Records:
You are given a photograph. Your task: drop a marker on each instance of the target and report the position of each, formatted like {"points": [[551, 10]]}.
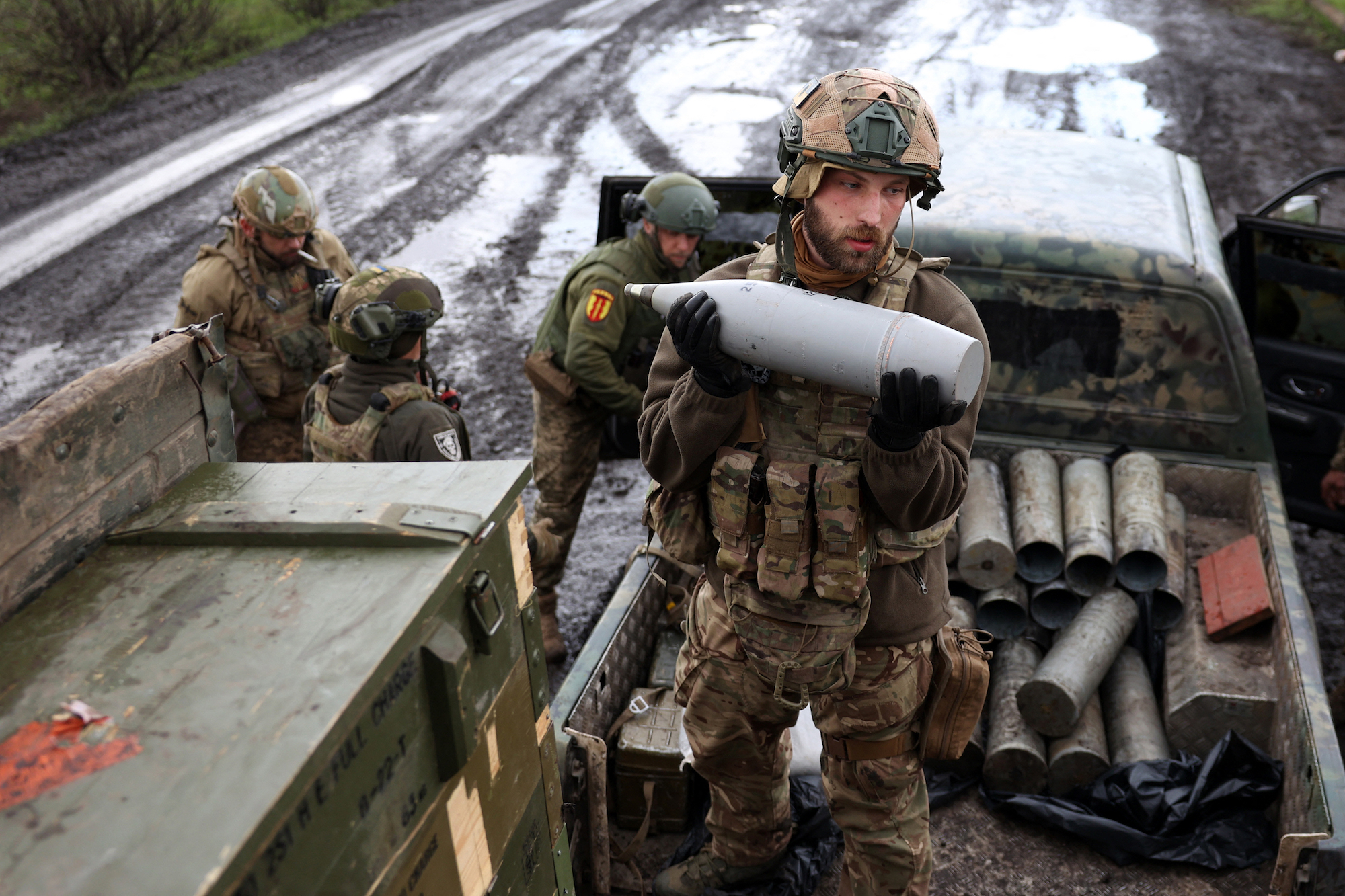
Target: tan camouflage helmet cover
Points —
{"points": [[278, 201], [860, 119], [383, 313]]}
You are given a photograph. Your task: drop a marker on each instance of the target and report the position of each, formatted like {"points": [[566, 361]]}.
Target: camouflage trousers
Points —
{"points": [[742, 744], [566, 448]]}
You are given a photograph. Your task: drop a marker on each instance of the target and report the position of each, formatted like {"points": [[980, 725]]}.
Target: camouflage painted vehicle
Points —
{"points": [[262, 678], [1100, 275]]}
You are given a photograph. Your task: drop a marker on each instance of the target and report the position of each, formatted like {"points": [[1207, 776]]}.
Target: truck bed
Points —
{"points": [[983, 852]]}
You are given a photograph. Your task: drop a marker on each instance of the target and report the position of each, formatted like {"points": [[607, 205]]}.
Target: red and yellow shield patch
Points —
{"points": [[599, 303]]}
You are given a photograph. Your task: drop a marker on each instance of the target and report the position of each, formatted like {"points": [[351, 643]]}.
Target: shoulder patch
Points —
{"points": [[599, 304], [449, 444]]}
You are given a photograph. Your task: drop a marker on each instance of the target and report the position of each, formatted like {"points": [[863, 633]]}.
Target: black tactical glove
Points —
{"points": [[906, 411], [695, 326]]}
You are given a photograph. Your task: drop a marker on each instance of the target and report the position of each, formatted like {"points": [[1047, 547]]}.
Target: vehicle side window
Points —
{"points": [[1118, 360], [1301, 287]]}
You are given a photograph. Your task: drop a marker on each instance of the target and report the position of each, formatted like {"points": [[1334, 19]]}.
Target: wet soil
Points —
{"points": [[1254, 107], [36, 171]]}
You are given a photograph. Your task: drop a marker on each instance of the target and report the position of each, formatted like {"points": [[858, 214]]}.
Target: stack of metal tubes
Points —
{"points": [[1054, 560]]}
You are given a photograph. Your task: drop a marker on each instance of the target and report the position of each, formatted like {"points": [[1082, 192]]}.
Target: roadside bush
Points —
{"points": [[100, 45], [307, 10]]}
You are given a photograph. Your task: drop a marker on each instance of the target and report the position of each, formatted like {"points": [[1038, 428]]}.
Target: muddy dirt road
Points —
{"points": [[481, 167]]}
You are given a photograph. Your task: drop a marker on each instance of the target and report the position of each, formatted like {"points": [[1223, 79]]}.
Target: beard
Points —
{"points": [[831, 243]]}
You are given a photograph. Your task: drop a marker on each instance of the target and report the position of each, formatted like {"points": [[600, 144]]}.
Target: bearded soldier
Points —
{"points": [[591, 361], [266, 278], [829, 510], [379, 405]]}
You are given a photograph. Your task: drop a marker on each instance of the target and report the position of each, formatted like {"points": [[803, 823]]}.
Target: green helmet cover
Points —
{"points": [[383, 313], [679, 202]]}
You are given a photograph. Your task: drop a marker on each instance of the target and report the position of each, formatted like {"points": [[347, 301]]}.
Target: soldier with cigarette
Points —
{"points": [[829, 509], [268, 276]]}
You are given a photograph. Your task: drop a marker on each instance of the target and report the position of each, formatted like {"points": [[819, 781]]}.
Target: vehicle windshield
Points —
{"points": [[1104, 360]]}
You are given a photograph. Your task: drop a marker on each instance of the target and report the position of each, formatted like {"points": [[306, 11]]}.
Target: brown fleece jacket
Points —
{"points": [[683, 427]]}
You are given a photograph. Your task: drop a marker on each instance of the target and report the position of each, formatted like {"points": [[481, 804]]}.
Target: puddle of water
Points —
{"points": [[1073, 44], [978, 67], [32, 369], [352, 95]]}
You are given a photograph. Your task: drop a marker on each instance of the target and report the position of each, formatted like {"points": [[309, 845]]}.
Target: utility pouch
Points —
{"points": [[541, 370], [680, 521], [303, 349], [892, 546], [957, 692], [798, 659], [841, 560], [787, 544], [735, 510]]}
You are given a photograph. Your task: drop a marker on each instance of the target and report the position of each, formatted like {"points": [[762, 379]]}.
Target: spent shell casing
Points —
{"points": [[987, 555], [1139, 521], [1135, 725], [1083, 651], [1054, 604], [1016, 755], [1086, 487], [1171, 596], [1082, 755], [1038, 518], [1004, 611]]}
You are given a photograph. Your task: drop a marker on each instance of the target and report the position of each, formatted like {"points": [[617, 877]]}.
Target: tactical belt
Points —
{"points": [[855, 749]]}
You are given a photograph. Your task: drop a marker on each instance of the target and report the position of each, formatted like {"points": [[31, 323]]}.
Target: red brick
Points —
{"points": [[1234, 588]]}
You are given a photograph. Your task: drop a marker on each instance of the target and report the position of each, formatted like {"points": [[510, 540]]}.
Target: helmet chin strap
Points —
{"points": [[785, 233]]}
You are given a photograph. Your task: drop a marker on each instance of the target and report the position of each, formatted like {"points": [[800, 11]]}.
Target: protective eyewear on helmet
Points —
{"points": [[380, 323]]}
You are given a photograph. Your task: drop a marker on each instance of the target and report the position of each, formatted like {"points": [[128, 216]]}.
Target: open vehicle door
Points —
{"points": [[1288, 264]]}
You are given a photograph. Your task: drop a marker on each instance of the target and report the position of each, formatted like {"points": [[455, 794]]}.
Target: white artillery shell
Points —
{"points": [[843, 343]]}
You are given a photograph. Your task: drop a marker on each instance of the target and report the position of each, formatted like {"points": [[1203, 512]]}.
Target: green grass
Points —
{"points": [[1297, 18], [244, 29]]}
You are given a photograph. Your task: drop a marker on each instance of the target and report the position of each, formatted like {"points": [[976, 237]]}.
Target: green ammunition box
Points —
{"points": [[319, 678], [649, 749]]}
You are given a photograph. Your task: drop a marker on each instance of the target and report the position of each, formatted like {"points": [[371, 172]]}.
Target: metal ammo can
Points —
{"points": [[318, 678]]}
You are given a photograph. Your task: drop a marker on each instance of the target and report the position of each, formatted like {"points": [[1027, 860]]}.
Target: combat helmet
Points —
{"points": [[675, 202], [278, 201], [860, 119], [381, 313]]}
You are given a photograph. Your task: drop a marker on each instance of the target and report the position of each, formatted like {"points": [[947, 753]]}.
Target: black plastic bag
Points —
{"points": [[945, 787], [1210, 813], [813, 849]]}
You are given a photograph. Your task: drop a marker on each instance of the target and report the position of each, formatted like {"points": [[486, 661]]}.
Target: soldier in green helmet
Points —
{"points": [[380, 404], [591, 361], [270, 278], [829, 510]]}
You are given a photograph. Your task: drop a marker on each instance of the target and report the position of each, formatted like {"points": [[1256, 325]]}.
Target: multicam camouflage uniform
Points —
{"points": [[375, 407], [829, 579], [274, 335], [738, 733]]}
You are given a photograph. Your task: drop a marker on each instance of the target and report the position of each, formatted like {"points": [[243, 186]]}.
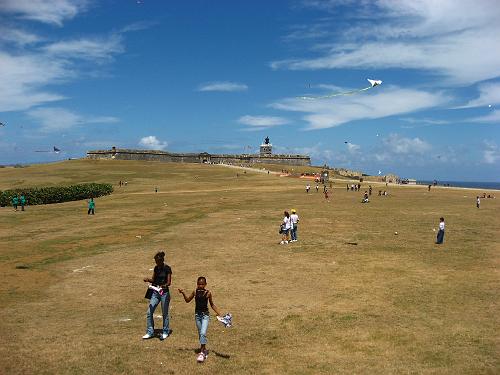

Set exercise:
How many lines in the items above contain the word "metal"? Reply with the number alone.

Exercise result:
2